And we have assurance of this because of another reality that has already happened. Namely, that the Holy Spirit has already come to us and poured God’s love into our hearts. The Holy Spirit is a sign and seal that what he is presently giving us is what we will eternally be receiving in the future.

Love is also a fruit that God produces in us. As we come to know more and more who God is for us, we will be receiving his love more and more, enabling us to love others with the same love we receive. We do not need to manufacture our own love to the world. The Father’s love is not kept at a distance for us to try and copy. It is given to us through the Holy Spirit to participate in with all our heart, mind, soul, and strength.

Now we turn our attention to the cross for a fuller revelation of God’s love.

For while we were still weak, at the right time Christ died for the ungodly. Indeed, rarely will anyone die for a righteous person—though perhaps for a good person someone might actually dare to die. But God proves his love for us in that while we still were sinners Christ died for us. Romans 5:6–8 NRSVUE

In these verses, we see the extreme radical nature of God’s love. This is not a love that comes to the strong or perfect. Rather it has come and continues to come to weak ungodly sinners.

───

> **Required tasks**
#1 Please say whether each statement agrees with the passage on God's love, answering yes or no and quoting the words of the passage that settle it: (a) Believers must produce their own love for the world. (b) The Holy Spirit is described as a sign and seal. (c) God's love comes to the strong or perfect.
#2 Write the next part of the passage on God's love, picking up right after its final sentence.
The material that follows isn't needed for this work.

───

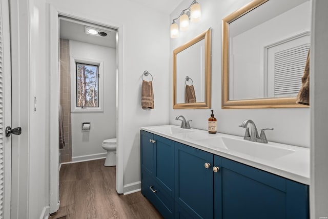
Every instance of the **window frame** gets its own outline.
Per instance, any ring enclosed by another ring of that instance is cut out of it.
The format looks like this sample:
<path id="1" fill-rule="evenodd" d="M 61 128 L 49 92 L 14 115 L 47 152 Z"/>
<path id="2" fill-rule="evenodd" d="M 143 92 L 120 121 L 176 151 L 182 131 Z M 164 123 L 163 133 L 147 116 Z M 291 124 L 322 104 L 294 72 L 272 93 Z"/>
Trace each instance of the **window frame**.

───

> **Answer set**
#1
(a) No: "We do not need to manufacture our own love to the world."
(b) Yes: "The Holy Spirit is a sign and seal that what he is presently giving us is what we will eternally be receiving in the future."
(c) No: "This is not a love that comes to the strong or perfect."

#2
These verses confront us with two realities. First, we cannot earn God’s love. Our pride may resist the stark reality of our sinfulness that is captured with the words “weak,” “ungodly,” and “sinners.” Not only are we ungodly sinners but we are too weak to do anything about it. There is no room to justify ourselves or better our situation.

To turn to the Lord, one must realize there is something to turn from. There is no life gained by holding onto our miserable state. Remember we said that sin is the deep, twisted condition that bends us toward ways that bring death and destruction.

God’s love is demonstrated in the very thick of that bent condition. Jesus is the very coming of God’s love to us, even in our sinfulness.

God proves his love for us. God initiates the first steps toward his beloved children while we are weak, bent toward harm, and unable to fix ourselves. We are given in Christ a revelation of God who is love all the way down. He loves us because that is who he is.

And it may be important to mention God does not love our sin. His love moves to remove our sins and not leave us in our weak, godless, and sinful state. His love aims to perfect us and bring us into his glory. The Bible is proclaiming God’s love when it warns against the many sins that stand against us. Our loving Father knows we are not created for sin. He acts to remove everything that harms us.

It all rests on grace. This is a grace we can trust to never let us down or sell us short. It is a grace that springs from God’s faithfulness to us. From our perspective, it is tempting to resist God’s grace on account of sounding too good to be true. But the Lord is no liar. He has truly come to give us an abundant life, the very life he shares with his Father in the Spirit. It’s a life we will not be disappointed in. In the end, we will not be ashamed of our choice to trust and follow Jesus.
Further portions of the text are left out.